■ Directions
Only lines holding "instance" are needed; copy each of them from the data below.

■ Extracted data
[Start of Attachment]

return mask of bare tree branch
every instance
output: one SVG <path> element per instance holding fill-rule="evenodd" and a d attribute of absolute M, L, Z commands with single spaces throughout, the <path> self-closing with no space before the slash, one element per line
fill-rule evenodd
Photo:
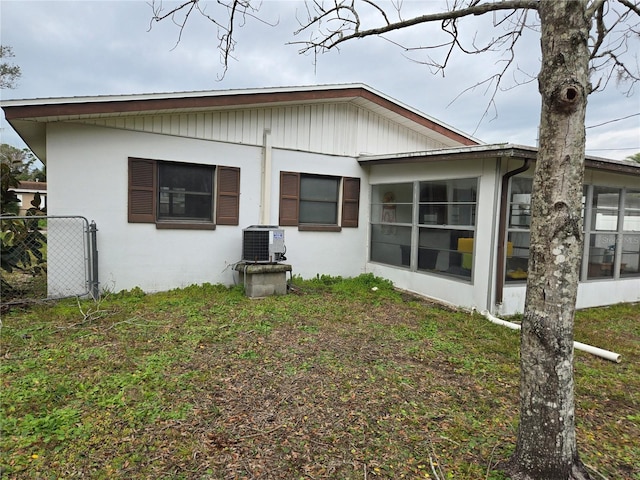
<path fill-rule="evenodd" d="M 511 15 L 509 15 L 509 16 L 511 16 Z M 489 102 L 487 103 L 487 106 L 486 106 L 484 112 L 482 113 L 482 116 L 480 117 L 480 119 L 478 120 L 478 123 L 476 124 L 476 128 L 474 129 L 474 131 L 472 133 L 473 135 L 475 135 L 475 133 L 478 131 L 478 129 L 480 128 L 480 125 L 487 118 L 487 116 L 489 115 L 489 112 L 491 110 L 494 111 L 494 117 L 493 118 L 497 118 L 497 108 L 496 108 L 496 104 L 495 104 L 495 98 L 496 98 L 497 94 L 500 91 L 510 90 L 511 88 L 515 88 L 515 87 L 503 88 L 502 85 L 503 85 L 504 76 L 507 74 L 507 72 L 509 71 L 509 69 L 513 65 L 513 62 L 515 61 L 515 57 L 516 57 L 515 45 L 516 45 L 516 42 L 518 41 L 518 39 L 523 34 L 523 31 L 524 31 L 524 29 L 525 29 L 525 27 L 527 25 L 526 16 L 527 16 L 527 11 L 526 10 L 520 12 L 520 18 L 516 21 L 515 29 L 511 32 L 511 34 L 503 35 L 503 36 L 499 37 L 498 40 L 496 40 L 495 42 L 492 42 L 487 47 L 485 47 L 485 48 L 483 48 L 481 50 L 477 50 L 475 52 L 467 52 L 467 53 L 483 53 L 484 51 L 488 50 L 489 48 L 493 48 L 498 43 L 502 44 L 503 41 L 506 41 L 506 40 L 510 39 L 509 44 L 504 47 L 504 51 L 507 53 L 507 58 L 505 60 L 501 61 L 501 63 L 503 63 L 503 66 L 500 69 L 500 71 L 495 73 L 491 77 L 489 77 L 489 78 L 487 78 L 485 80 L 482 80 L 482 81 L 476 83 L 475 85 L 473 85 L 471 87 L 468 87 L 468 88 L 464 89 L 462 92 L 460 92 L 460 94 L 458 94 L 449 103 L 449 105 L 451 105 L 452 103 L 457 101 L 460 97 L 462 97 L 464 94 L 466 94 L 468 92 L 472 92 L 472 91 L 476 90 L 478 87 L 480 87 L 482 85 L 486 85 L 486 87 L 487 87 L 486 90 L 485 90 L 485 95 L 489 91 L 491 91 Z M 498 23 L 501 23 L 501 22 L 498 22 Z M 530 77 L 527 82 L 516 81 L 516 86 L 522 85 L 524 83 L 529 83 L 529 82 L 531 82 L 531 81 L 533 81 L 535 79 L 536 79 L 536 77 Z"/>
<path fill-rule="evenodd" d="M 594 2 L 587 8 L 587 18 L 593 17 L 595 15 L 595 12 L 597 12 L 606 2 L 607 0 L 594 0 Z"/>
<path fill-rule="evenodd" d="M 636 83 L 640 82 L 640 66 L 637 55 L 634 55 L 635 65 L 622 57 L 631 51 L 629 42 L 640 36 L 640 18 L 633 18 L 638 11 L 637 6 L 628 8 L 625 0 L 619 3 L 624 6 L 622 12 L 611 8 L 609 3 L 601 3 L 593 15 L 595 37 L 592 35 L 590 45 L 590 71 L 592 81 L 595 80 L 596 84 L 591 91 L 603 90 L 615 78 L 618 85 L 629 85 L 624 93 L 631 95 Z"/>
<path fill-rule="evenodd" d="M 538 10 L 541 0 L 450 0 L 448 7 L 440 12 L 428 13 L 403 18 L 402 0 L 391 0 L 382 3 L 376 0 L 306 0 L 306 17 L 298 18 L 300 28 L 294 31 L 295 37 L 308 34 L 308 38 L 289 42 L 298 45 L 299 53 L 313 53 L 317 63 L 317 56 L 331 49 L 338 49 L 348 40 L 377 36 L 404 51 L 411 61 L 425 64 L 432 73 L 442 73 L 449 65 L 456 51 L 465 54 L 480 54 L 486 52 L 505 52 L 506 57 L 499 60 L 499 72 L 486 80 L 469 87 L 463 93 L 474 90 L 480 85 L 491 85 L 491 99 L 482 118 L 485 119 L 493 104 L 493 98 L 501 89 L 507 72 L 514 65 L 515 45 L 524 34 L 525 29 L 537 29 L 537 25 L 530 25 L 531 21 L 524 13 Z M 549 0 L 550 1 L 550 0 Z M 206 3 L 213 12 L 207 12 L 204 0 L 184 0 L 175 7 L 165 11 L 162 0 L 150 0 L 153 17 L 149 28 L 154 23 L 170 19 L 178 27 L 176 45 L 182 40 L 187 22 L 194 13 L 201 15 L 215 25 L 220 51 L 220 63 L 224 77 L 229 68 L 229 61 L 233 57 L 236 47 L 235 35 L 238 27 L 242 27 L 248 18 L 256 19 L 271 25 L 258 17 L 262 6 L 256 0 L 216 0 Z M 386 6 L 385 6 L 386 5 Z M 388 6 L 391 5 L 391 6 Z M 617 7 L 617 8 L 616 8 Z M 496 19 L 496 12 L 504 12 Z M 471 42 L 463 41 L 460 35 L 459 22 L 464 18 L 481 15 L 494 15 L 493 26 L 504 28 L 505 31 L 489 40 L 480 41 L 477 36 Z M 601 90 L 615 79 L 618 83 L 627 82 L 630 94 L 637 82 L 640 81 L 640 67 L 638 59 L 629 60 L 633 49 L 629 45 L 632 39 L 640 35 L 640 6 L 634 0 L 592 0 L 585 9 L 586 18 L 593 19 L 590 38 L 591 76 L 590 91 Z M 634 18 L 635 17 L 635 18 Z M 397 20 L 395 20 L 397 18 Z M 378 25 L 372 24 L 372 22 Z M 407 27 L 439 23 L 440 31 L 446 36 L 444 41 L 434 40 L 424 45 L 404 45 L 402 41 L 390 38 L 392 32 Z M 372 26 L 373 25 L 373 26 Z M 419 52 L 429 53 L 425 58 L 416 58 Z M 437 52 L 437 53 L 436 53 Z M 406 54 L 411 54 L 406 55 Z M 436 57 L 436 54 L 439 57 Z M 516 67 L 514 71 L 517 71 Z M 533 78 L 533 74 L 528 74 Z M 516 81 L 516 85 L 523 82 Z"/>
<path fill-rule="evenodd" d="M 187 22 L 194 13 L 198 13 L 215 25 L 218 33 L 218 50 L 220 52 L 220 63 L 223 66 L 223 72 L 219 79 L 223 78 L 229 68 L 229 60 L 234 58 L 233 51 L 236 47 L 234 32 L 236 27 L 243 27 L 247 18 L 252 18 L 269 26 L 276 26 L 277 23 L 269 23 L 258 17 L 262 2 L 255 0 L 217 0 L 215 6 L 221 8 L 222 12 L 215 14 L 207 13 L 207 6 L 201 0 L 186 0 L 185 2 L 164 10 L 162 0 L 151 0 L 148 5 L 151 7 L 153 15 L 149 22 L 149 30 L 154 23 L 171 19 L 178 27 L 178 38 L 173 48 L 176 48 L 181 40 L 187 25 Z M 204 7 L 201 5 L 205 5 Z"/>
<path fill-rule="evenodd" d="M 634 12 L 636 15 L 640 15 L 640 5 L 637 3 L 631 3 L 629 0 L 618 0 L 626 8 Z"/>
<path fill-rule="evenodd" d="M 595 11 L 594 17 L 595 17 L 595 23 L 596 23 L 597 37 L 593 46 L 591 47 L 591 58 L 597 55 L 598 50 L 602 46 L 602 42 L 604 42 L 604 39 L 607 34 L 607 29 L 604 25 L 604 2 L 600 3 L 600 7 Z"/>
<path fill-rule="evenodd" d="M 343 10 L 354 10 L 354 3 L 350 1 L 350 5 L 345 5 L 346 0 L 338 2 L 337 0 L 333 2 L 333 6 L 331 8 L 325 8 L 323 5 L 315 2 L 317 16 L 313 18 L 309 18 L 309 21 L 303 25 L 297 33 L 301 33 L 304 30 L 310 29 L 310 27 L 314 25 L 319 25 L 319 22 L 322 19 L 331 18 L 331 15 L 336 15 L 336 18 L 340 18 L 339 14 L 342 13 Z M 423 24 L 423 23 L 432 23 L 432 22 L 452 22 L 456 19 L 468 17 L 468 16 L 477 16 L 484 15 L 489 12 L 497 12 L 504 10 L 536 10 L 538 8 L 538 0 L 505 0 L 501 2 L 489 2 L 489 3 L 479 3 L 479 1 L 473 1 L 466 8 L 457 9 L 456 6 L 452 7 L 450 10 L 445 12 L 432 13 L 427 15 L 417 16 L 408 20 L 400 20 L 398 22 L 387 23 L 381 27 L 369 28 L 360 30 L 360 24 L 356 23 L 355 26 L 351 29 L 351 33 L 345 33 L 344 28 L 332 29 L 328 31 L 328 34 L 324 37 L 320 37 L 319 40 L 309 40 L 309 41 L 300 41 L 300 42 L 291 42 L 292 44 L 301 44 L 304 47 L 300 50 L 300 53 L 304 53 L 311 49 L 316 50 L 330 50 L 335 48 L 341 43 L 346 42 L 347 40 L 351 40 L 354 38 L 364 38 L 370 36 L 379 36 L 385 33 L 389 33 L 394 30 L 399 30 L 402 28 L 412 27 L 415 25 Z"/>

[End of Attachment]

■ Solution for this exercise
every instance
output: one SVG <path> element per instance holding fill-rule="evenodd" and a d attribute of absolute M, L, Z commands with single spaces throughout, the <path> self-closing with no space before the slash, one element per line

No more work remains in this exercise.